-- START Input for this task --

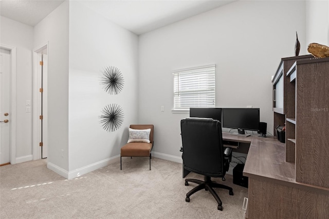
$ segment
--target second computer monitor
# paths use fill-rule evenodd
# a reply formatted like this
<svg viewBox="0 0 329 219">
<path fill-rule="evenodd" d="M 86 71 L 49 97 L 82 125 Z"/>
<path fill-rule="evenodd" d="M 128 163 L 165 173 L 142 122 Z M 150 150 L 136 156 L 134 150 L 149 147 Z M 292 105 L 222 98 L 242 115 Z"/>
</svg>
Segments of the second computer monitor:
<svg viewBox="0 0 329 219">
<path fill-rule="evenodd" d="M 222 114 L 223 127 L 237 129 L 241 134 L 259 130 L 259 108 L 223 108 Z"/>
<path fill-rule="evenodd" d="M 222 122 L 222 108 L 190 108 L 190 117 L 209 118 Z"/>
</svg>

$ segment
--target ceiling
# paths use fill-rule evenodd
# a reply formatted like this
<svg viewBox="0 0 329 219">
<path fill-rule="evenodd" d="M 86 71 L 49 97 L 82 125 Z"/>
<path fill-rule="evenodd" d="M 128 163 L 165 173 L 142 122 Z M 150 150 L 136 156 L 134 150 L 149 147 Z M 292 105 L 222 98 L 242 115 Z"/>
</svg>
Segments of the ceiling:
<svg viewBox="0 0 329 219">
<path fill-rule="evenodd" d="M 82 0 L 79 2 L 117 24 L 139 35 L 235 1 Z M 63 0 L 0 0 L 0 13 L 2 16 L 34 26 L 63 2 Z"/>
</svg>

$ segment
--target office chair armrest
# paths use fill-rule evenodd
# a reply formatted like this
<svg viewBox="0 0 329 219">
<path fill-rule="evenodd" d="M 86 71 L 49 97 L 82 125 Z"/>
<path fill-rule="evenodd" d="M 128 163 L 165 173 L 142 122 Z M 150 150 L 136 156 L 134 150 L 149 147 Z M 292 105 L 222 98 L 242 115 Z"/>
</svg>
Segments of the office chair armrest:
<svg viewBox="0 0 329 219">
<path fill-rule="evenodd" d="M 229 157 L 232 153 L 232 148 L 226 148 L 224 151 L 224 155 L 226 157 Z"/>
</svg>

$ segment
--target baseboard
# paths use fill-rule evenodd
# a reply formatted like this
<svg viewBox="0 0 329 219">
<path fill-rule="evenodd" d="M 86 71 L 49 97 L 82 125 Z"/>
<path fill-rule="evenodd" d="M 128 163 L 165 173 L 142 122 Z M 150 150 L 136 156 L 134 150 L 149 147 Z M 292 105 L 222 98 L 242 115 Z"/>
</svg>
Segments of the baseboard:
<svg viewBox="0 0 329 219">
<path fill-rule="evenodd" d="M 77 177 L 81 175 L 85 174 L 89 172 L 94 171 L 94 170 L 106 167 L 108 165 L 119 161 L 120 161 L 120 155 L 117 155 L 115 157 L 110 157 L 109 158 L 88 165 L 72 171 L 70 171 L 68 173 L 68 179 Z"/>
<path fill-rule="evenodd" d="M 33 160 L 32 155 L 23 156 L 23 157 L 16 157 L 15 163 L 22 163 L 23 162 L 29 161 Z"/>
<path fill-rule="evenodd" d="M 49 161 L 47 162 L 47 168 L 49 170 L 51 170 L 58 175 L 63 176 L 66 179 L 68 179 L 68 172 L 62 169 L 54 164 Z"/>
<path fill-rule="evenodd" d="M 152 156 L 157 158 L 162 159 L 163 160 L 170 160 L 177 163 L 182 163 L 183 161 L 181 157 L 177 157 L 176 156 L 170 155 L 167 154 L 162 154 L 162 153 L 152 152 Z"/>
<path fill-rule="evenodd" d="M 47 163 L 47 167 L 65 178 L 71 179 L 119 161 L 120 155 L 117 155 L 69 172 L 49 162 Z"/>
</svg>

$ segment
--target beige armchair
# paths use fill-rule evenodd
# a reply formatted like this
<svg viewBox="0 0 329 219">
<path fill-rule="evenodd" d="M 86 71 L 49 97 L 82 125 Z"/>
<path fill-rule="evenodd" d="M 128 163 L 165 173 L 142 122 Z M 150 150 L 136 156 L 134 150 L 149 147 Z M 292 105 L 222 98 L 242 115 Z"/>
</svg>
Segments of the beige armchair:
<svg viewBox="0 0 329 219">
<path fill-rule="evenodd" d="M 153 147 L 153 125 L 130 125 L 128 142 L 121 149 L 120 170 L 122 157 L 149 157 L 151 170 L 151 151 Z"/>
</svg>

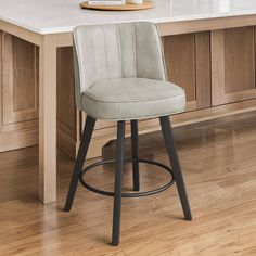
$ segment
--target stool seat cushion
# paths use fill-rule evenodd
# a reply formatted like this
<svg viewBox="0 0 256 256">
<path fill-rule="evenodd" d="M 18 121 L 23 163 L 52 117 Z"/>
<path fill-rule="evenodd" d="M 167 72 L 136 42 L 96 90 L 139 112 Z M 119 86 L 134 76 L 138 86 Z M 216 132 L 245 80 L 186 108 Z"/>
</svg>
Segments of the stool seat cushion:
<svg viewBox="0 0 256 256">
<path fill-rule="evenodd" d="M 95 81 L 81 95 L 82 110 L 106 120 L 166 116 L 184 111 L 184 90 L 166 80 L 112 78 Z"/>
</svg>

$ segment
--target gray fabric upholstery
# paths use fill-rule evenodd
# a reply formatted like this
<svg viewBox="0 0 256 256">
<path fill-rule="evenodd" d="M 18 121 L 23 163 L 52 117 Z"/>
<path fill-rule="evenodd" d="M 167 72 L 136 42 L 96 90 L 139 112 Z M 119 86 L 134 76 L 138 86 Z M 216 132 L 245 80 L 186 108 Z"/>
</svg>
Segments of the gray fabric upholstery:
<svg viewBox="0 0 256 256">
<path fill-rule="evenodd" d="M 184 99 L 183 89 L 165 80 L 113 78 L 94 82 L 82 108 L 99 119 L 142 119 L 181 112 Z"/>
<path fill-rule="evenodd" d="M 79 110 L 111 120 L 184 110 L 184 91 L 166 81 L 162 43 L 154 24 L 79 26 L 73 38 Z"/>
</svg>

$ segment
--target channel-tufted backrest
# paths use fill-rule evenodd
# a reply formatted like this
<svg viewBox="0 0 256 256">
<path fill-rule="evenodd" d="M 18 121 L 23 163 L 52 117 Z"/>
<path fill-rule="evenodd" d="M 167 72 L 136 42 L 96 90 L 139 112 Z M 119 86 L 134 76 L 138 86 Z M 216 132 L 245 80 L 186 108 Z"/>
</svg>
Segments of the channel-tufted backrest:
<svg viewBox="0 0 256 256">
<path fill-rule="evenodd" d="M 156 25 L 148 22 L 78 26 L 73 31 L 76 103 L 93 82 L 139 77 L 165 80 Z"/>
</svg>

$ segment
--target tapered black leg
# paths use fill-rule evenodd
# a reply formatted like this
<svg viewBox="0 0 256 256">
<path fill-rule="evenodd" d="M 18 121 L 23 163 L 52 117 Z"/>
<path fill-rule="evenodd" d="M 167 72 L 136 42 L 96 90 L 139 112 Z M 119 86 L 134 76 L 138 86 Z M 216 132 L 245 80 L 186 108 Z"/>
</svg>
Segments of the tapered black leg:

-- END Input for this task --

▶ **Instruction**:
Extract every line of the listing above that contains the string "armrest".

▶ **Task response**:
--target office chair armrest
Segments of the office chair armrest:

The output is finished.